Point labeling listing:
::::::::

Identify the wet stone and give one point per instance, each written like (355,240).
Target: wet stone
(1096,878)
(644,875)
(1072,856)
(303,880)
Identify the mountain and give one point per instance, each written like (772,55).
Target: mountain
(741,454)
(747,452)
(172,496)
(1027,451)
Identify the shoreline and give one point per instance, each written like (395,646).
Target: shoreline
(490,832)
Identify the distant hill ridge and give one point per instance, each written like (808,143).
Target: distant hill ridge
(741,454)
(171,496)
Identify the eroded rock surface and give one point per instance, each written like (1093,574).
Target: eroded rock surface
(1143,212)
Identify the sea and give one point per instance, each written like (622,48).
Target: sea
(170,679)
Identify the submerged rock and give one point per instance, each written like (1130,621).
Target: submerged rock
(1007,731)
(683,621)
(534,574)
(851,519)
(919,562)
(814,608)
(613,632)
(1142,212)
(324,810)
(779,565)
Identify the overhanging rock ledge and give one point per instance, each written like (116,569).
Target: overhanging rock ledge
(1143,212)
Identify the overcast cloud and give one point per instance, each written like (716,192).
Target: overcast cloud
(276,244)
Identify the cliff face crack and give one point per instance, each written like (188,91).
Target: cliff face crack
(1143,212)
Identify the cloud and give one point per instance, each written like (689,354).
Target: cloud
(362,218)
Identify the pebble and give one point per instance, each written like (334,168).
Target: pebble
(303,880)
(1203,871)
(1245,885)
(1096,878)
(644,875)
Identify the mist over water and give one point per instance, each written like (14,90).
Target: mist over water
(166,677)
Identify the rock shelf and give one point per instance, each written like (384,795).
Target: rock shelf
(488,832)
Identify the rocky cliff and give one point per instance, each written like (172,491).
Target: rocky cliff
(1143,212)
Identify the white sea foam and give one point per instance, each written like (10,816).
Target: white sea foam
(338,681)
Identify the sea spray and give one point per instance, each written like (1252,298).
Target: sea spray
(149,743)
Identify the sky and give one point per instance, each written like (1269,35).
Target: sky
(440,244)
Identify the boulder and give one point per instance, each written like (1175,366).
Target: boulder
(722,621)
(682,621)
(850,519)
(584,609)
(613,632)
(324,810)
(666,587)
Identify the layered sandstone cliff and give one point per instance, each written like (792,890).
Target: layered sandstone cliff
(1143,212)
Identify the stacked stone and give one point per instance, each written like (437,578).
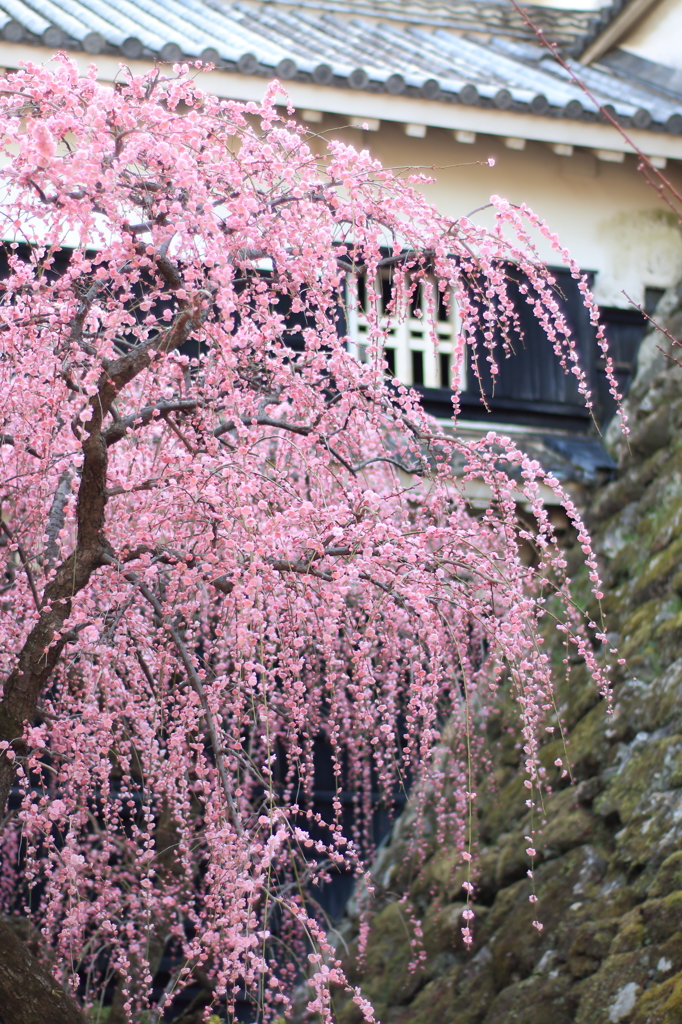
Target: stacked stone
(608,872)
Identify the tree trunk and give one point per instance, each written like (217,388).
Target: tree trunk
(29,993)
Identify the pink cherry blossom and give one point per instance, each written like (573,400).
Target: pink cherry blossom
(226,536)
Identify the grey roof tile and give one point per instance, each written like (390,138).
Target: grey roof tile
(383,44)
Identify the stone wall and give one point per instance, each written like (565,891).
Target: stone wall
(609,880)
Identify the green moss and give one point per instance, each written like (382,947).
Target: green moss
(659,1004)
(669,876)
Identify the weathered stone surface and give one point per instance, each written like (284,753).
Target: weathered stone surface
(608,871)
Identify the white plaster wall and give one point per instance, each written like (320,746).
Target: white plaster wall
(610,220)
(658,36)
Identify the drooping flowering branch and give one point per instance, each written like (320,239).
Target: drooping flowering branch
(240,537)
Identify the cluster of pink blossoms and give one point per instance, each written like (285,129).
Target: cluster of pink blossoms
(226,537)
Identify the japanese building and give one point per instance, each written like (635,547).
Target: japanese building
(453,86)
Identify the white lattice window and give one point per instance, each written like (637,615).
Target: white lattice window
(409,347)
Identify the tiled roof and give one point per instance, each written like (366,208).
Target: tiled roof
(396,46)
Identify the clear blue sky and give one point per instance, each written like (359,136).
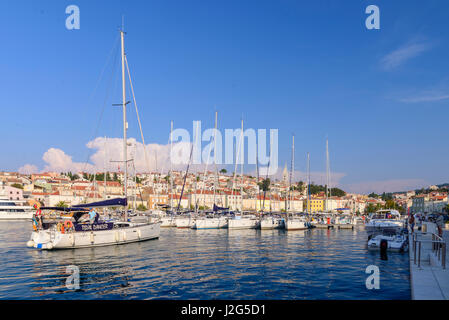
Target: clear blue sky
(305,67)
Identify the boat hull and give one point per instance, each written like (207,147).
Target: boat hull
(51,239)
(272,223)
(184,222)
(295,225)
(243,223)
(207,223)
(5,215)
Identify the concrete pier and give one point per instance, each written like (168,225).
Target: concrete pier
(429,281)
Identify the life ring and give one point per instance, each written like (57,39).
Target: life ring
(68,224)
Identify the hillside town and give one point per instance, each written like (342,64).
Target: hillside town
(149,191)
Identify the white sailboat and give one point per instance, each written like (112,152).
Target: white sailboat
(209,221)
(72,233)
(295,222)
(240,220)
(9,210)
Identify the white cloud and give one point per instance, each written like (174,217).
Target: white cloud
(386,186)
(105,150)
(404,53)
(28,169)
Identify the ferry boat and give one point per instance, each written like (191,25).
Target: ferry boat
(9,210)
(386,219)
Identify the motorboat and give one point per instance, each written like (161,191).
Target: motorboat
(185,221)
(244,222)
(168,221)
(270,222)
(388,220)
(345,221)
(207,222)
(395,242)
(296,222)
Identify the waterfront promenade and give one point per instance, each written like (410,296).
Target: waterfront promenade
(429,281)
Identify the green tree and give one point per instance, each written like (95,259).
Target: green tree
(62,204)
(141,207)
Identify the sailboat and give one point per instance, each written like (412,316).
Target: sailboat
(295,222)
(71,232)
(241,221)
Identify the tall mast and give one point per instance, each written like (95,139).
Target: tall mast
(241,171)
(105,169)
(308,183)
(215,154)
(327,175)
(171,166)
(291,173)
(125,124)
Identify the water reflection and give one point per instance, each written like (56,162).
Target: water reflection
(204,264)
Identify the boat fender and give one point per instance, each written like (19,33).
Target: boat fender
(383,249)
(72,239)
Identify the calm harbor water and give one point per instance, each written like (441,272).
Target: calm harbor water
(205,264)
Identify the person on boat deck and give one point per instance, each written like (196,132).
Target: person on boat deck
(93,216)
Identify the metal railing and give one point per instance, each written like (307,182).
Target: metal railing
(438,247)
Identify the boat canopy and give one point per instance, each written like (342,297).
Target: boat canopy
(106,203)
(217,208)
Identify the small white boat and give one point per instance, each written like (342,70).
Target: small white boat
(395,242)
(272,222)
(168,222)
(70,233)
(296,223)
(243,222)
(345,221)
(9,210)
(185,221)
(207,223)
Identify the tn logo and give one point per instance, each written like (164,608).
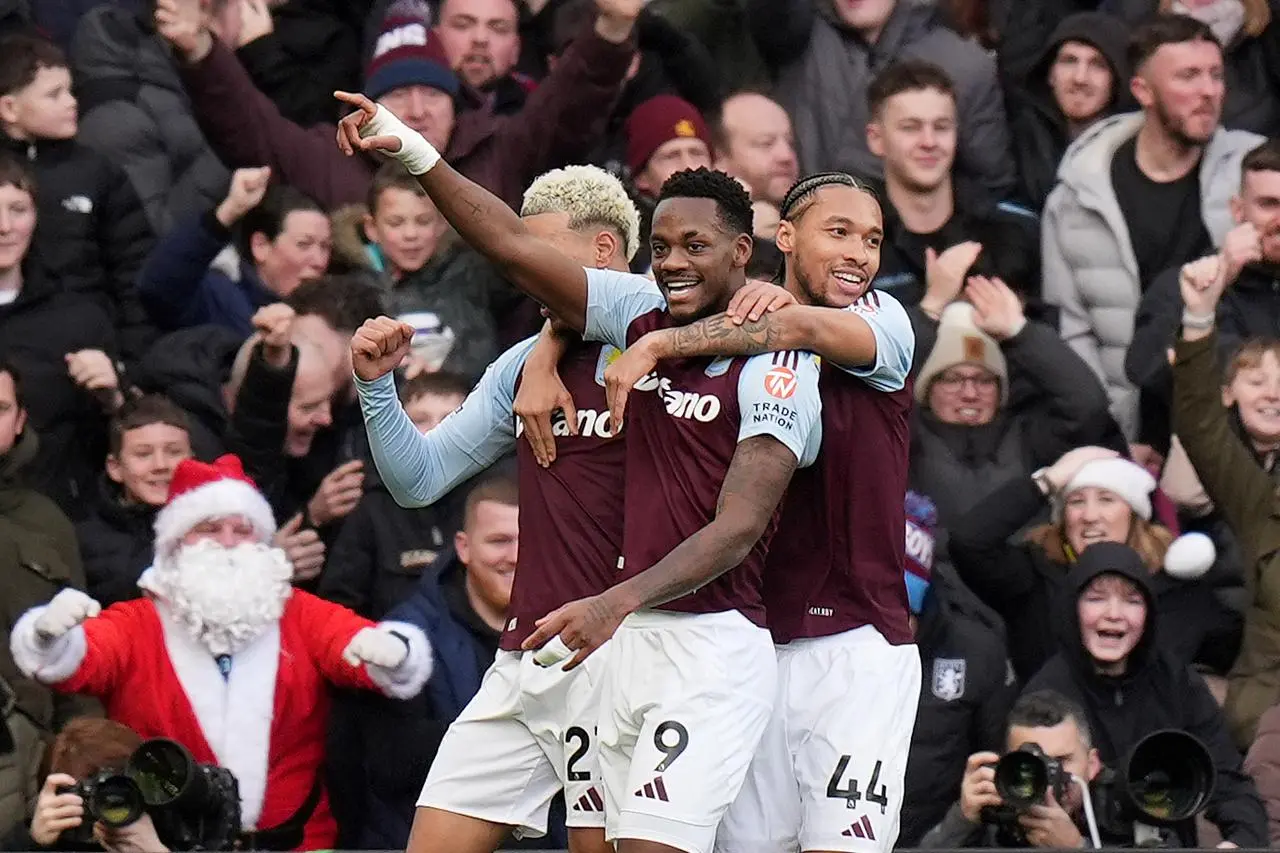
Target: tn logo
(781,382)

::::::::

Exercise task: Replace every occurrence of "per instance" with "for each instance" throughout the listing above, leaving everything else unchanged. Reproduce the full listing without the pictures.

Task solution:
Identify the wet stone and give one point for each instance, each written like (355,240).
Target: wet stone
(1096,878)
(644,875)
(1072,856)
(303,880)
Identify the mountain and give one point for each instance, each written like (772,55).
Target: mountain
(741,454)
(747,452)
(172,496)
(1027,451)
Identify the shoreline and give one point for each instance, each written like (395,646).
Target: shoreline
(490,832)
Identify the distant hill ridge and give one point for each instance, each written like (808,143).
Target: distant hill ridge
(741,454)
(171,496)
Identify the eroded rock surface and give one point for each instance, each written like (1093,574).
Target: eroded rock surface
(1143,212)
Identify the sea and give one point for each instance, each written like (622,48).
Target: sea
(170,679)
Identify the submerged rock and give one point for each instance, each written like (1130,621).
Target: submerged rock
(1007,731)
(683,621)
(534,574)
(851,519)
(919,562)
(814,608)
(613,632)
(1142,212)
(324,810)
(779,565)
Identify the overhanging rock ledge and give one point for each instance, each written like (116,569).
Target: overhanging rock ledge
(1143,212)
Identify the overcast cloud and give one point for each instance, each written like (716,192).
Target: overcast cloud
(276,244)
Identify the cliff face crack and give one point for each instance, each written like (188,91).
Target: cliff face crack
(1143,212)
Identify the cloud and give one point for each instance, each written like (689,354).
Target: cloud
(362,218)
Identify the pebble and give one point for each instance, each written like (334,168).
Target: pebble
(303,880)
(1203,871)
(1245,885)
(1096,878)
(644,875)
Identify the mist over water and give one point for each instance, each written like (14,90).
Target: mist over water
(166,677)
Identify the rock shelf and give one point for each instance, each written like (384,795).
Target: rock shelf
(488,832)
Identify the rocky cliff and give one point for each instance, each written like (172,491).
Target: rocky cliff
(1143,212)
Identify the white sea foam and give one point for each instance, each written like (10,816).
Target: white sea foam
(338,681)
Identify the sea spray and give one point for each instance, each written like (1252,298).
Target: sea spray
(149,743)
Identify the sky and give one point for each instance, each written like (1269,35).
Target: sky
(440,244)
Identify the boulder and give one point for each instance, each written like (1175,366).
Target: boulder
(722,621)
(682,621)
(850,519)
(584,609)
(613,632)
(324,810)
(666,587)
Identify the layered sandstone cliff and give one point for each instance, each written like (792,890).
Target: layered sandstone cliff
(1143,212)
Identify the stacked stone and give one point for each instance, each written like (437,578).
Target: stacked stone
(608,872)
Identify the tree trunk and give one point for each instance, each written like (217,388).
Target: tree trunk
(29,993)
Identify the pink cherry blossom and give one point for each instance, each written like (573,400).
Target: pink cherry blossom
(226,536)
Identify the grey roof tile and give one point for each instance, each written like (390,138).
Target: grey roof tile
(383,44)
Identify the stone wall and give one point for each instance, each written like (565,891).
Target: stone wall
(609,880)
Identify the green moss and give one point for each instance, each written like (382,947).
Target: green moss
(659,1004)
(669,876)
Identify the weathered stone surface and give one point for each instance, each written like (284,753).
Target: weathered stone surface
(608,871)
Identify the white plaster wall and give one point for each instance, each written like (320,746).
Target: white plaster wall
(610,220)
(658,36)
Identify the drooping flowering branch and give one point for each instance, each written like (320,239).
Target: drooping flowering branch
(240,537)
Identify the cluster of pink blossoms and give one point for each instance, each written like (285,129).
Target: cluster of pink blossoms
(226,537)
Identify the japanese building and give one point for each instance, each written like (635,547).
Target: japanese building
(453,86)
Identify the white lattice window and give one point for each instance, each written like (637,615).
Target: white lattice window
(409,347)
Identify the tiled roof and give one point for each instance, each written like (366,208).
Target: tiled roof
(396,46)
Identify the clear blue sky and give one point for each instance, each written like (359,136).
Target: clear blue sky
(305,67)
Identify the boat hull and give one point for each instance, each written like (207,147).
Target: boat hull
(51,239)
(272,223)
(184,222)
(295,225)
(243,223)
(207,223)
(5,215)
Identify the concrete pier and give one point for each instance, each written like (168,225).
Target: concrete pier
(429,281)
Identify the life ring and give one point for each instance, each written like (57,39).
Target: life ring
(68,224)
Identify the hillside town and give one point for each instance, each written like (342,64).
Target: hillside town
(149,191)
Identify the white sailboat and give one point for each instance, each written like (112,152).
Target: white sailboat
(209,221)
(72,233)
(295,222)
(240,220)
(9,210)
Identify the white cloud and give one point for each instance, each written like (174,217).
Target: white cloud
(386,186)
(105,150)
(404,53)
(28,169)
Identify the ferry boat and give one point for each instance, each written like (191,25).
Target: ferry boat
(9,210)
(386,219)
Identify the motorboat and give one point for each instance, each written like (161,191).
Target: motorboat
(185,221)
(244,222)
(168,221)
(270,222)
(388,220)
(345,221)
(207,222)
(395,242)
(296,222)
Identify the waterfront promenade and give one point for each instance, each written like (410,296).
Target: waterfront promenade
(429,281)
Identify the green tree and give one point for each instance, each written like (95,259).
Target: green tree
(62,204)
(141,207)
Identify the sailboat and give one point for each instance, each written like (412,316).
Target: sailboat
(295,222)
(71,232)
(241,221)
Identify the tall mast and give one point for each instance, each written like (95,139).
Target: tall mast
(241,171)
(105,169)
(308,183)
(215,154)
(327,175)
(171,166)
(291,173)
(125,124)
Identify the water reflection and give one point for each instance, each written like (56,162).
Target: water reflection
(204,264)
Identify the boat fender and give one point for each instance, each written like (19,33).
Target: boat fender
(383,249)
(72,239)
Identify the calm harbor water and give one point for each instance, each written like (441,272).
Target: calm harbor water
(205,264)
Identify the person on boat deck and give one point for each instance, each written like (196,132).
Target: person on boat deck
(93,216)
Identify the metal railing and give one point for each instance, each written like (307,182).
Target: metal railing
(438,247)
Identify the boat canopy and give one point for each instance, each written like (342,297).
Target: boat canopy
(106,203)
(217,208)
Identify the small white boat and give one point for each instance, each written like (342,70).
Target: small white boat
(395,242)
(272,222)
(168,222)
(70,233)
(296,223)
(243,222)
(345,221)
(9,210)
(185,221)
(207,223)
Identify the tn logo and give one point for each instance, each written like (164,608).
Target: tn logo
(781,382)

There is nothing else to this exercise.